Set tasks
- A) In the page on the Scheme regular expression matcher, what does match return when the regular expression is null?
- B) Go on with the page on the Scheme regular expression matcher, starting right after its final line of code.

Text section
********************

Beautiful Code

September 11, 2009

We find it more convenient in Scheme to work with lists of characters than strings, which require arithmetic. The top-level function trex converts the regular expression and search text to lists, then calls the matcher:

(define (trex regex text)
  (match (string->list regex) (string->list text)))

Matching begins at the match function. If the regular expression is null, all previous elements of the regular expression matched successfully, and match returns #t to indicate a successful match. If the search text is exhausted before the end of the regular expression, the match fails, and match returns #f. If the match is anchored at the beginning of the text, match calls match-here to est if the regular expression matches the beginning of the text. Otherwise, match calls itself recursively at each position through the search text until if finds a match or exhausts the text.

(define (match regex text)
  (cond ((null? regex) #t)
        ((null? text) #f)
        ((char=? (car regex) #\^)
          (match-here (cdr regex) text))
        (else (or (match-here regex text)
                  (match regex (cdr text))))))

********************

Stored data
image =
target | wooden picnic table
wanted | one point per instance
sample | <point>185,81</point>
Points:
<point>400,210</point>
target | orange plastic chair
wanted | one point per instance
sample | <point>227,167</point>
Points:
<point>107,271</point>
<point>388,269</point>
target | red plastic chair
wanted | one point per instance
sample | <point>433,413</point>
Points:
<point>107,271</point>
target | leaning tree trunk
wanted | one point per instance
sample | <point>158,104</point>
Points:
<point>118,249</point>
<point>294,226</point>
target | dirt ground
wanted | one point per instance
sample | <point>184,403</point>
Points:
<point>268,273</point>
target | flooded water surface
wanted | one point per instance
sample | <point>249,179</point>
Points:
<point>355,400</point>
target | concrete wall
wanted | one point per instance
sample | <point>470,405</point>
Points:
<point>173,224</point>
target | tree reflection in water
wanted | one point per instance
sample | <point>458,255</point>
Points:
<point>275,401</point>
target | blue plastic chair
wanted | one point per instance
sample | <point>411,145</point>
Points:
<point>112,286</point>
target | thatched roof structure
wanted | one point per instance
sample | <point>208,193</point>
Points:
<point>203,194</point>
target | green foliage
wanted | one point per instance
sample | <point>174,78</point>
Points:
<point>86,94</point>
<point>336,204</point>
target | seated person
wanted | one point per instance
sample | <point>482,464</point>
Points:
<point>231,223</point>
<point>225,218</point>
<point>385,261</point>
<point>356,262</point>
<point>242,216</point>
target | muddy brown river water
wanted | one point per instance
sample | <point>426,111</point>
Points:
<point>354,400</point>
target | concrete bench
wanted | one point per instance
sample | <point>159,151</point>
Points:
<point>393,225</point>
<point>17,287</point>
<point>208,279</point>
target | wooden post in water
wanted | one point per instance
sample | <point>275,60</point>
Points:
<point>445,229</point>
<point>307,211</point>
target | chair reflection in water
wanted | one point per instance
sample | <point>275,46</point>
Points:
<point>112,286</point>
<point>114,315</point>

********************

Response list
- A) It returns #t, indicating a successful match.

- B)
Match-here tests if the regular expression matches at the current position in the input text. If the regular expression is exhausted, the match succeeds, and match-here returns #t. If the regular expression is at least two characters long, and the second character is an asterisk, match-here calls match-star to match the closure. If the regular expression ends with a dollar sign, match-here returns #t if the text is empty (the null list) and #f otherwise. If the input text is not exhausted and the next character in the regular expression is a dot, which matches any character, or is the same as the next character in the text, match-here advances both the regular expression and the text to the next character and calls itself recursively. Otherwise, the match fails, and match-here returns #f.

(define (match-here regex text)
  (cond ((null? regex) #t)
        ((and (pair? (cdr regex))
              (char=? (cadr regex) #\*))
          (match-star (car regex) (cddr regex) text))
        ((and (char=? (car regex) #\$)
              (null? (cdr regex)))
          (null? text))
        ((and (pair? text)
              (or (char=? (car regex) #\.)
                  (char=? (car regex) (car text))))
          (match-here (cdr regex) (cdr text)))
        (else #f)))

Match-star implements closure, which is repetition of a pattern element, using a lazy strategy; it matches the least possible number of repetitions of the pattern element that lead to an overall match of the regular expression. The first cond clause tests for a null match and returns #t immediately. If the input text is not exhausted and the next character in the regular expression is a dot, which matches any character, or is the same as the next character in the text, match-star calls itself recursively to match the remaining text. Otherwise, match-star returns #f to indicate failure.

(define (match-star c regex text)
  (cond ((match-here regex text) #t)
        ((and (pair? text)
              (or (char=? (car text) c)
                  (char=? c #\.)))
          (match-star c regex (cdr text)))
        (else #f)))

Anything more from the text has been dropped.